━━ DATA EXCERPTS ━━

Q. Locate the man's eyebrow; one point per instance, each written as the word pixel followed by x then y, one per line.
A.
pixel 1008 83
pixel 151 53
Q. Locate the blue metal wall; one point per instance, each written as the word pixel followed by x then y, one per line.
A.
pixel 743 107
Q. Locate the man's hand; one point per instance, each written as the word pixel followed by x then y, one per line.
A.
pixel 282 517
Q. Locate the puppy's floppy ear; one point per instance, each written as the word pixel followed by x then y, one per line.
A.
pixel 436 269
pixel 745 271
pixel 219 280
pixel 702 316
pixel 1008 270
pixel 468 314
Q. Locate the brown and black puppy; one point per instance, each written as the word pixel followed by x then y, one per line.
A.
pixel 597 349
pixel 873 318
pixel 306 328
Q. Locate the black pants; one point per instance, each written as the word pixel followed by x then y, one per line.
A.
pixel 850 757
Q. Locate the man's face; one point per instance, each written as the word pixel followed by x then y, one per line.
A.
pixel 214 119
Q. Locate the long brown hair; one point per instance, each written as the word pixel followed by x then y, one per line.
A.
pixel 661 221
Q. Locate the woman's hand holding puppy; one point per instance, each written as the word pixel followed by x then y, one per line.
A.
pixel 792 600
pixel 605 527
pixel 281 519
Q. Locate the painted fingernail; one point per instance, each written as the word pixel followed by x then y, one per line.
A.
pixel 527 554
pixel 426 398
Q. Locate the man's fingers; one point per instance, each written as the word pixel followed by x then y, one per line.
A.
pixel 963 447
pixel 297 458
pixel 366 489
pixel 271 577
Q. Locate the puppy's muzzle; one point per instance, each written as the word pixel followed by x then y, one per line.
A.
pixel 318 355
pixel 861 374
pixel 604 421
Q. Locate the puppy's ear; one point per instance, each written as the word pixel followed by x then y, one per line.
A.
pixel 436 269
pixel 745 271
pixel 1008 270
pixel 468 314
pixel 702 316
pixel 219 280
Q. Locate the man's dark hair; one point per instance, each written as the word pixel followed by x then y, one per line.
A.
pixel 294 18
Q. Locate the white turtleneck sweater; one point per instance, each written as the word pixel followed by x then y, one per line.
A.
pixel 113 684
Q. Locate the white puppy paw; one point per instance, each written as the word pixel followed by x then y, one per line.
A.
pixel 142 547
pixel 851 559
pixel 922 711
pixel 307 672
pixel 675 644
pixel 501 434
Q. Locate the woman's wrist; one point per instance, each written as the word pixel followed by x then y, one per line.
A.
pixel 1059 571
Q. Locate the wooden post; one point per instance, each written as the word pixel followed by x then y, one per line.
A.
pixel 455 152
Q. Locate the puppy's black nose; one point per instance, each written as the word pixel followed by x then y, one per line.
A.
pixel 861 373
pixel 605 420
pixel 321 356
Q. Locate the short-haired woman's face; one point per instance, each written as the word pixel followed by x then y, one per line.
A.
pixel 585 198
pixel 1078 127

━━━
━━ DATA EXCERPTS ━━

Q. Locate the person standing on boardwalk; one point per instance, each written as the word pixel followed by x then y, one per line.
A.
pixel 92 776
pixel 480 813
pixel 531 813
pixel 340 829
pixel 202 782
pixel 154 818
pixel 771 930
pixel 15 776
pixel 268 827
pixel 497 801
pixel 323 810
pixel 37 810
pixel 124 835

━━━

> TASK STATEMENT
Express the entries starting with the line that contains "Q. Locate the short-haired" and going on through the line that contains "pixel 1078 127" as a Markdown table, leaving out blank lines. Use the columns Number and Record line.

> EXERCISE RESPONSE
| Number | Record line |
|---|---|
| 1 | Q. Locate the short-haired woman's face; one point per instance, each written as the word pixel followed by x then y, one per line. |
| 2 | A. |
| 3 | pixel 585 198 |
| 4 | pixel 1078 127 |